Task description:
Answer these questions about the forum thread on strange spider behavior:
1. What was the proxy middleware routing requests through?
2. What change made the requests go through fine?
3. In the quoted message, what kind of spider does the other poster suggest trying?

Passage:

Re: Seriously strange spider behavior

Mohammed Hamdy Tue, 02 Dec 2014 06:50:42 -0800

Thanks for your reply. I was using a proxy middleware to route requests 
through tor. It was the site denying requests from tor nodes that's causing 
that problem. So I disabled the middleware and now requests go through 
fine. As I said before, there's nothing wrong with the spider itself, since 
it works outside the application just fine.


On Tuesday, December 2, 2014 4:46:07 PM UTC+2, Nicolás Alejandro Ramírez 
Quiros wrote:
>
> I suggest you to try with a simple spider, I already tried myself and 
> works fine so must be something on your environment:
> 1 import 
> subprocess$                                                             
> 2 
> $                                                                             
>   
>
> 3 
> $                                                                             
>   
>
> 4 if __name__ == 
> '__main__':$                                                     
> 5     subprocess.Popen(['scrapy', 'crawl', 'followall'])$  
>
> Also this seems to be wrong:
>     BaseCrawler.__init__(self, ["dummy-unused"], spiderName, spiderID, 
> **kwargs)

Information supplied:
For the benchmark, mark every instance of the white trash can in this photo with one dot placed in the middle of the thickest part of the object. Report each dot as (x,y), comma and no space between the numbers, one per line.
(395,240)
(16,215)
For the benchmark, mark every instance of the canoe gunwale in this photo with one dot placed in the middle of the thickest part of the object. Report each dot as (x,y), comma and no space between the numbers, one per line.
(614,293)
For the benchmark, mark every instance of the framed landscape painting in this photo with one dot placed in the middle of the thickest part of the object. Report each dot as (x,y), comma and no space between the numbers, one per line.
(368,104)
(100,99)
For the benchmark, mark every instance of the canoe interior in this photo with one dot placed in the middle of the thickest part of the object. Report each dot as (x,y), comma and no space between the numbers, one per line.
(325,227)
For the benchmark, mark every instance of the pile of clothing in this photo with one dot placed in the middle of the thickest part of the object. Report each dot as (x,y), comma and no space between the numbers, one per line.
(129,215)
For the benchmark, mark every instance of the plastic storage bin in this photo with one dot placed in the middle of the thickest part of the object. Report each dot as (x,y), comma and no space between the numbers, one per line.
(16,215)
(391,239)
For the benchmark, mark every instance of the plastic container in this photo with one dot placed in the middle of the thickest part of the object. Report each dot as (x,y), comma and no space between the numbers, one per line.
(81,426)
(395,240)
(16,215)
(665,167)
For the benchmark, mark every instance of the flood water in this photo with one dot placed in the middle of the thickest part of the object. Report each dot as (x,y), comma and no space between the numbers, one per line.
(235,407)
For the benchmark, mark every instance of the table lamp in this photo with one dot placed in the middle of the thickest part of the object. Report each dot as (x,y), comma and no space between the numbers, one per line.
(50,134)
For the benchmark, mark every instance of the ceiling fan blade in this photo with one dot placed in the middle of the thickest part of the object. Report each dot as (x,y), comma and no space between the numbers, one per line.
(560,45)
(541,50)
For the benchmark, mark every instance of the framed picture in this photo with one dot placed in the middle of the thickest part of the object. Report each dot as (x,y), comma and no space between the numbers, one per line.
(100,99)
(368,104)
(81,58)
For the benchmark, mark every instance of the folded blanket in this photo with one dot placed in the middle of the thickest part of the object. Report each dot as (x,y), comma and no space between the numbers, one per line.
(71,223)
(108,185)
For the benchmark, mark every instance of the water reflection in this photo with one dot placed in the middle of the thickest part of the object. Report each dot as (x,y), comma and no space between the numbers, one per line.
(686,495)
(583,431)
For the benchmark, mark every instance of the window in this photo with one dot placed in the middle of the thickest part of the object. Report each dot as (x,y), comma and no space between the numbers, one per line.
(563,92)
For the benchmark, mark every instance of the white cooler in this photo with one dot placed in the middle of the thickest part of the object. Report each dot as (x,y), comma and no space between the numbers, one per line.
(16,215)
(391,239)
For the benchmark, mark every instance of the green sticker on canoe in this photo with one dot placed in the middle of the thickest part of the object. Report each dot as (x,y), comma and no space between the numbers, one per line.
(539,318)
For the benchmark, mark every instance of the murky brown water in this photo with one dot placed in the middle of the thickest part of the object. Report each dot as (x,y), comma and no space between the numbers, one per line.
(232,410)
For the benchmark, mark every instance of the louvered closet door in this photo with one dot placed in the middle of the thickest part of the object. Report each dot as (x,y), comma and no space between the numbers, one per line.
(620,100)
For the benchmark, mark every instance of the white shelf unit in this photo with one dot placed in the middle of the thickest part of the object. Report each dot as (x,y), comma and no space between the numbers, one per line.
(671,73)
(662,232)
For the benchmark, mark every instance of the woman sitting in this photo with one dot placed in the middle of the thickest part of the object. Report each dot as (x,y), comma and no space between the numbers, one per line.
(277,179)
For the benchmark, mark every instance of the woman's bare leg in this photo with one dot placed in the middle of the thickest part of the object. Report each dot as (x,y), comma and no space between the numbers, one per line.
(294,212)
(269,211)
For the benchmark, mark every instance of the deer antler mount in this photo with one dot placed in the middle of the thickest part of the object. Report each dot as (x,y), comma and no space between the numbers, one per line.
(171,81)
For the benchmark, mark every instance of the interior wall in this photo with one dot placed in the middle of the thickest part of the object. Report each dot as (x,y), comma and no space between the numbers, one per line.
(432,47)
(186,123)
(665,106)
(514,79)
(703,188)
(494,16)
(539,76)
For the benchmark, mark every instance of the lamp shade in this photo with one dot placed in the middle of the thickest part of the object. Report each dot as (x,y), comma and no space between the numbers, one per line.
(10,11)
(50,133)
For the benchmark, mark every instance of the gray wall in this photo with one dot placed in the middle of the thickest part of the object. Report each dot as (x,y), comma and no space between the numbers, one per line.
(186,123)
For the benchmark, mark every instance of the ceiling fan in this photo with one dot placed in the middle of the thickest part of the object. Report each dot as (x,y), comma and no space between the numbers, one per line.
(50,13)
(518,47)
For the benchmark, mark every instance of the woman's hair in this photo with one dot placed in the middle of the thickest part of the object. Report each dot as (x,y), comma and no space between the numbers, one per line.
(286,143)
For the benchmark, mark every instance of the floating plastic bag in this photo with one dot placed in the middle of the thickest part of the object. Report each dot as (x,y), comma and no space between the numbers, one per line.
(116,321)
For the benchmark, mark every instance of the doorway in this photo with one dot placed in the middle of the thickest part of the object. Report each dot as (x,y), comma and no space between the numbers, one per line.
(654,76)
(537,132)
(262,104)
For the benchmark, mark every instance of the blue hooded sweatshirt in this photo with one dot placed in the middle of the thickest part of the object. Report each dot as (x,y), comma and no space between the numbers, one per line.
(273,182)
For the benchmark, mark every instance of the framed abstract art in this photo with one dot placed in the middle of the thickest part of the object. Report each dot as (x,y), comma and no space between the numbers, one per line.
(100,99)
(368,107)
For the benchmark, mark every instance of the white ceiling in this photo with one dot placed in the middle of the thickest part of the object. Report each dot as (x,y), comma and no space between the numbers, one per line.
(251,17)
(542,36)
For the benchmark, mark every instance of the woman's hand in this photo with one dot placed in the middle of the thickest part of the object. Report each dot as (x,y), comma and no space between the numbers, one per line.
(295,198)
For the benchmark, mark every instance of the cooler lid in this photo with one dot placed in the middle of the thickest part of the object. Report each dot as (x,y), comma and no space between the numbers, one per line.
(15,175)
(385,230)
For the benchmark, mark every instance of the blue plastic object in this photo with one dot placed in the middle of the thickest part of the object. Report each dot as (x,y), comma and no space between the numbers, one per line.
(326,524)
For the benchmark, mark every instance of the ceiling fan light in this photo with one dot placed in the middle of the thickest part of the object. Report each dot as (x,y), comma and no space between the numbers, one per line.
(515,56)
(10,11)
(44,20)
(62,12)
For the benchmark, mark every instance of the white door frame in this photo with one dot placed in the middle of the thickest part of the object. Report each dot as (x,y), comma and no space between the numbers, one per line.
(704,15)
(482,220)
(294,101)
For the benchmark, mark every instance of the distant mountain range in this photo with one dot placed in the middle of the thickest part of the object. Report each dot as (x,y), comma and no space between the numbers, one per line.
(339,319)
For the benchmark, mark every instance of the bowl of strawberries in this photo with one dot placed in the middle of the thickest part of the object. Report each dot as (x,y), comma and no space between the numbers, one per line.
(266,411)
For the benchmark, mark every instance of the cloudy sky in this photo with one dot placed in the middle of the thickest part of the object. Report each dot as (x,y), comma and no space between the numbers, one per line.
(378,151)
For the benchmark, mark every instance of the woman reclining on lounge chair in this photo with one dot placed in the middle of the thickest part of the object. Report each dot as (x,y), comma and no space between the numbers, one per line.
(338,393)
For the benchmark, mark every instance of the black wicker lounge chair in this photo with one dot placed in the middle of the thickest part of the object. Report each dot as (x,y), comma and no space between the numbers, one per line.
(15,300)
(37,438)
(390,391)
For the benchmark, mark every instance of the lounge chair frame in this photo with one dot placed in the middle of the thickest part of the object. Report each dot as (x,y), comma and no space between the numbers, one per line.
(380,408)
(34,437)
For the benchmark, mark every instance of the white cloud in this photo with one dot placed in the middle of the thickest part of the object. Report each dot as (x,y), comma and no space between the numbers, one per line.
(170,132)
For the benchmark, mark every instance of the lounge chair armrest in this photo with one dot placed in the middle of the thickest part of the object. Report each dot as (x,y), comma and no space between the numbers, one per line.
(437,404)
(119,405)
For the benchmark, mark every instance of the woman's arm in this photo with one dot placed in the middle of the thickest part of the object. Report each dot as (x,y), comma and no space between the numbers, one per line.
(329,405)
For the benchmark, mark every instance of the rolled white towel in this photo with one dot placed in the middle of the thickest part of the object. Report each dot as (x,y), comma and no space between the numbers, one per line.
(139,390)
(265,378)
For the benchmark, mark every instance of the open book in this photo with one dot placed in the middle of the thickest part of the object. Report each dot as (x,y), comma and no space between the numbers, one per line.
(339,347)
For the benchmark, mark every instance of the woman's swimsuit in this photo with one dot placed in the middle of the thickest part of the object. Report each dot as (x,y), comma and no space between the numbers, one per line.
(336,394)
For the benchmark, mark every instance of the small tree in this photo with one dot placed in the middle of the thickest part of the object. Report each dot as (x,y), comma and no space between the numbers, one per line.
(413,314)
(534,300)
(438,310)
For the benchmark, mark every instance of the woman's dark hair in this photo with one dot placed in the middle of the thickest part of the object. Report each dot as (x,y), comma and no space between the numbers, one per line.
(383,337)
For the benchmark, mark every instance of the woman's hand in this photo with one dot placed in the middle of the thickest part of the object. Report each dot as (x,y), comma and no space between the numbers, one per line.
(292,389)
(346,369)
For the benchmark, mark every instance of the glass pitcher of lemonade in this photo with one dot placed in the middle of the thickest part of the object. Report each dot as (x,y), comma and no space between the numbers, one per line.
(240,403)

Written response:
1. Tor.
2. Disabling the middleware.
3. A simple spider.